Objective
Report each line of the listing below that contains the string "cloud", copying every such line in full. Case counts.

--- START Records for this task ---

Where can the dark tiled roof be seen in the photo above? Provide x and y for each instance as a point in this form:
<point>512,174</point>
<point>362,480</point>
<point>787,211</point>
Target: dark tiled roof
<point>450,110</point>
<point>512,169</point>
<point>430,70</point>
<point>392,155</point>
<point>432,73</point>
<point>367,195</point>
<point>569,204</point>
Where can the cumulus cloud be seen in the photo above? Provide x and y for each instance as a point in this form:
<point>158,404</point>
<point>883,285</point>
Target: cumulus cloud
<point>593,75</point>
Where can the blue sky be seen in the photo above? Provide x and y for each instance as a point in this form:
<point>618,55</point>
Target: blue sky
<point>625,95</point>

--- END Records for this task ---
--- START Records for this task ---

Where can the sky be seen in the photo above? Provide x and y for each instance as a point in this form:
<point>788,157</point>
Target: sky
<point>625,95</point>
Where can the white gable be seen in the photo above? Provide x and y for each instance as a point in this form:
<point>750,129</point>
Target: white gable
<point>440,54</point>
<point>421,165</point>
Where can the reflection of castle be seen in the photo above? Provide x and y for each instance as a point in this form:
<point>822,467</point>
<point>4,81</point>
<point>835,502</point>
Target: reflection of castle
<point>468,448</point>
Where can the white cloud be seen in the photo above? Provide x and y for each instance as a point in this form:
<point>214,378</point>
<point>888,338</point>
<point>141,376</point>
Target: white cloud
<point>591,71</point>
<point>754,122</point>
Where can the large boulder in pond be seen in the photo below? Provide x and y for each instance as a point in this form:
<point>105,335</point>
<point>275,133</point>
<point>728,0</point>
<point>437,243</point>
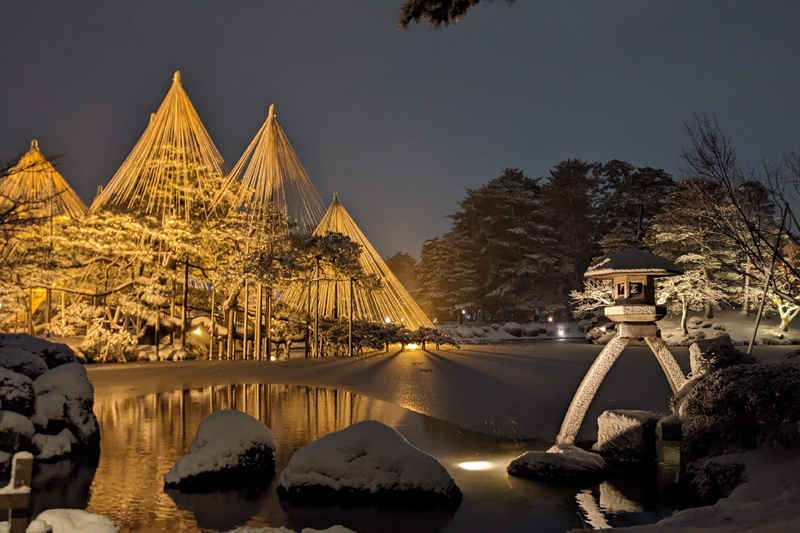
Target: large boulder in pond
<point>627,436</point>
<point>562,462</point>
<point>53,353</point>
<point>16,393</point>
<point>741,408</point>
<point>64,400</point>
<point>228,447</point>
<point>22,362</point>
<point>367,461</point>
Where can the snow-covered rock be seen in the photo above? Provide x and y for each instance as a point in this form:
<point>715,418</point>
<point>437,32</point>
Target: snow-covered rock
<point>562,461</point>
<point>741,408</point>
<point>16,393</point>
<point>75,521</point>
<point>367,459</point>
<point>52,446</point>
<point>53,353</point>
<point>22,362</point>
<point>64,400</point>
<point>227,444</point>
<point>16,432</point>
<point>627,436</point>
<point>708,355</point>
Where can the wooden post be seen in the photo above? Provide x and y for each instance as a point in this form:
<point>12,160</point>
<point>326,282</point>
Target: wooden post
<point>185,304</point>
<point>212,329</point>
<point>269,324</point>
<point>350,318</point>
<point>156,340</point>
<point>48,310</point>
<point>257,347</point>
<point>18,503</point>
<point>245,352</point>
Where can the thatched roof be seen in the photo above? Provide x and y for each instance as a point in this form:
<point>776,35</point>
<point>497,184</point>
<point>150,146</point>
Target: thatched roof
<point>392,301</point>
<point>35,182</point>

--- END Records for this task ---

Answer to the exercise
Where can the cumulus cloud be seen in the photo above? Provide x and y for each instance as a point in this form:
Target: cumulus cloud
Where can the white cloud be seen in the photo above? Provide x and y for each instance as a point in this form:
Target: white cloud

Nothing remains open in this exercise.